▶ [SELECTED EXCERPT]
--
I brought my groceries home and put them away—crackers, cheese, fruit, an extra package of tiny diapers.  My husband Michael had already put our children (four and two years old) to bed so we were free to enjoy a rare peaceful evening.  After sleeping five hours, my contractions woke me up. They weren’t painful, just noticeable.  I grabbed my watch and a book and spent the early morning timing contractions, resting, reading and praying.  By 6:00am, my contractions weren’t closer than 15 minutes apart, but Michael stayed home from work anyway.  At 10:00am, we took a family walk on the nature trail to the park.  The air was slightly dry for mid-June, the sun was shining and a gentle breeze was rustling the leaves in the trees.  It felt so good to be outside enjoying the weather.  The warmth of the sun relaxed me and the walking distracted me from labor. My contractions were now eight minutes apart and growing stronger.  

By 1:30pm, my children were napping and my mom arrived to help.  Mom and I sipped Italian sodas on my back patio while I sunbathed and breathed deeply.  After another nature trail walk at 3:15pm, I called Cathy.  My contractions were now 5 minutes apart.  Cathy arrived by 3:45pm and examined the baby and me.  The baby’s heartbeat was strong and regular and I was seven centimeters.  So, I took another walk with Michael.  By 4:30, I was ready to stay inside and relax in a warm bath.  As I focused on relaxing through the now painful contractions (which is much easier to do in my own bath tub than in a hospital bed), my mom and husband cared for my children while Cathy and her assistants attended me and prepared my room for the baby’s arrival. 

By 5:30pm, I was ready to push.  I was helped out of the tub, wrapped in a warm blanket and assisted to my bed. About fifteen minutes and several strong contractions later, my baby boy was welcomed by his father’s loving hands and immediately given to me.  While Cathy and her assistants (one is a pediatric nurse and the other is a labor and delivery nurse) examined the baby and me, I massaged his tiny body, prayed for him and sang to him.  That is one of my most cherished life experiences.  I felt wonderful—relaxed, energetic, healthy, peaceful and wholly available for my baby.  And, thanks to Cathy’s expertise, my perineum was totally intact.
--
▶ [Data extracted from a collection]
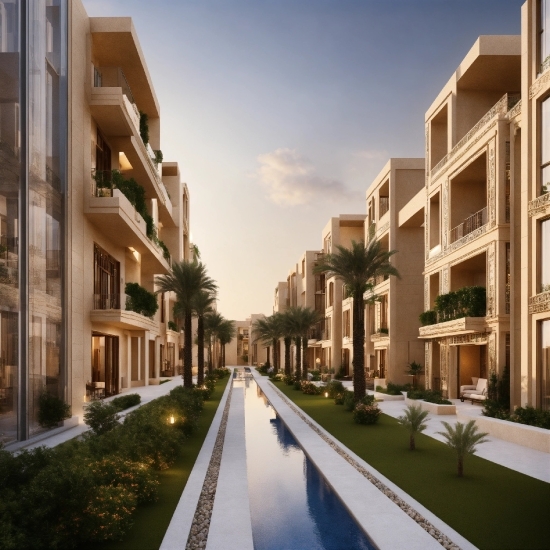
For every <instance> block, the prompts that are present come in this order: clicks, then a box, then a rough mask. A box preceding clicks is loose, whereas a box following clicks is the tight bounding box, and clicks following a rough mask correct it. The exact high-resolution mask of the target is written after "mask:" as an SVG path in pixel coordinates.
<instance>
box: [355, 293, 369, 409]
mask: <svg viewBox="0 0 550 550" xmlns="http://www.w3.org/2000/svg"><path fill="white" fill-rule="evenodd" d="M363 309H364V308H363V293H362V292H358V293H356V294H354V296H353V362H352V364H353V397H354V399H355V401H360V400H361V399H363V397H365V395H366V393H367V381H366V379H365V351H364V343H365V318H364V311H363Z"/></svg>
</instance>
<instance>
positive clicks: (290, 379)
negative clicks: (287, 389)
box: [283, 374, 294, 386]
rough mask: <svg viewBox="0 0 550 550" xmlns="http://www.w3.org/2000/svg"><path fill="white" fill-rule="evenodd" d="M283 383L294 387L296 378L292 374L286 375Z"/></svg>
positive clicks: (283, 377)
mask: <svg viewBox="0 0 550 550" xmlns="http://www.w3.org/2000/svg"><path fill="white" fill-rule="evenodd" d="M283 383H284V384H286V385H287V386H292V385H293V384H294V376H292V374H285V375H284V376H283Z"/></svg>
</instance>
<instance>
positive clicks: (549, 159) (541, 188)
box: [537, 98, 550, 195]
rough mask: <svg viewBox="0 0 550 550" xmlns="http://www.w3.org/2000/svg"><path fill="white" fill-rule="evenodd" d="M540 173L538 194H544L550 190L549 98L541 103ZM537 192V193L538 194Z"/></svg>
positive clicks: (549, 98)
mask: <svg viewBox="0 0 550 550" xmlns="http://www.w3.org/2000/svg"><path fill="white" fill-rule="evenodd" d="M540 123H541V140H540V142H541V152H540V163H541V174H540V185H541V189H540V191H539V193H540V194H542V195H545V194H546V193H548V192H550V98H547V99H545V100H544V101H543V102H542V105H541V117H540ZM539 193H537V194H539Z"/></svg>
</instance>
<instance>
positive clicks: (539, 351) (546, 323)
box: [539, 320, 550, 411]
mask: <svg viewBox="0 0 550 550" xmlns="http://www.w3.org/2000/svg"><path fill="white" fill-rule="evenodd" d="M539 352H540V369H541V373H540V374H541V385H540V387H541V406H542V409H544V410H546V411H547V410H550V320H546V321H542V322H541V323H540V349H539Z"/></svg>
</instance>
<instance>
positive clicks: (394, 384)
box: [377, 382, 411, 395]
mask: <svg viewBox="0 0 550 550" xmlns="http://www.w3.org/2000/svg"><path fill="white" fill-rule="evenodd" d="M410 389H411V385H410V384H393V383H392V382H388V384H387V388H386V393H387V394H388V395H401V392H402V391H409V390H410ZM377 391H378V390H377Z"/></svg>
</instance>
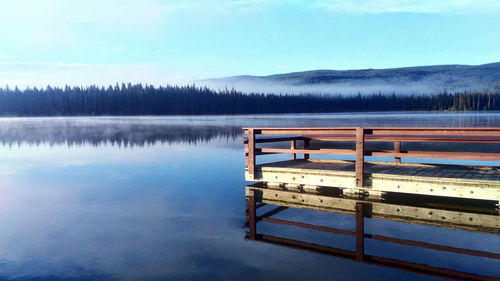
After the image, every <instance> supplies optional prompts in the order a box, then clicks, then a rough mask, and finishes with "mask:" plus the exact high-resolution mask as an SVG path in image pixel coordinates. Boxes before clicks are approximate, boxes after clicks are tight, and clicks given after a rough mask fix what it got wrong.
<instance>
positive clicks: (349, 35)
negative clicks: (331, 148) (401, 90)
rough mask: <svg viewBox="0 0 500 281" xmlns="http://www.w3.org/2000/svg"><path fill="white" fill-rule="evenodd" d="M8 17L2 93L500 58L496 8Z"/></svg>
mask: <svg viewBox="0 0 500 281" xmlns="http://www.w3.org/2000/svg"><path fill="white" fill-rule="evenodd" d="M0 9H1V10H2V12H3V16H2V18H1V19H0V23H2V24H1V25H0V36H1V38H2V41H3V42H8V44H2V45H1V46H0V85H9V86H11V87H13V86H15V85H17V86H18V87H20V88H24V87H26V86H30V87H33V86H37V87H40V86H46V85H54V86H58V85H59V86H63V85H66V84H68V85H82V86H86V85H92V84H96V85H109V84H115V83H116V82H118V83H121V82H125V83H128V82H131V83H143V84H151V85H163V84H166V83H169V84H185V83H191V82H193V81H196V80H202V79H209V78H220V77H229V76H235V75H256V76H262V75H271V74H278V73H290V72H297V71H305V70H316V69H335V70H346V69H366V68H375V69H381V68H394V67H407V66H420V65H442V64H465V65H479V64H485V63H491V62H496V61H500V56H499V55H500V54H499V53H498V46H499V45H500V39H499V38H500V37H499V36H498V34H497V33H498V32H497V30H499V29H500V22H499V21H498V15H499V13H500V2H498V1H492V0H481V1H460V2H457V1H439V2H436V1H430V0H425V1H410V0H404V1H376V2H375V1H366V0H360V1H346V0H331V1H320V0H315V1H283V0H272V1H259V0H220V1H204V0H189V1H159V0H147V1H138V0H127V1H118V0H108V1H96V0H93V1H90V2H89V1H71V2H66V1H62V0H43V1H30V0H22V1H15V2H3V3H0Z"/></svg>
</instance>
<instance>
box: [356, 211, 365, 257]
mask: <svg viewBox="0 0 500 281" xmlns="http://www.w3.org/2000/svg"><path fill="white" fill-rule="evenodd" d="M364 259H365V213H364V205H363V203H360V202H357V203H356V261H363V260H364Z"/></svg>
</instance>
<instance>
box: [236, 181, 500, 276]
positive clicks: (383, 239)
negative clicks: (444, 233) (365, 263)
--
▶ [WORK TASK]
Pick up the home birth account right after its last sentence and carry it forward.

▶ [RESPONSE AREA]
My older children were so excited to see the baby immediately after his birth.  They gave him kisses and sang him a song.  After my newborn and I had been thoroughly examined and monitored, we enjoyed a warm herbal bath that Cathy had prepared. When I finished bathing, my room had been completely put back in order and more of our family had arrived to welcome the baby.  Since it was dinnertime, we ordered pizzas and enjoyed a really special time of fellowship.  There is something sacred in birth, and birthing at home allows everyone involved to intimately experience that sacredness. 

After everyone had eaten and said goodnight, my husband and I climbed into our bed with our newly arrived creation and marveled at God’s power and goodness.  I sank into my sheets completely relaxed and at peace, empowered by my experience to give my baby my very best energy and love.  There was nothing artificial or intrusive in my quiet room--no obnoxious equipment beeps, no bright fluorescent lights, no interruptions for blood pressure checks—just my husband’s strong, warm body and the quiet whimpers of my new baby boy.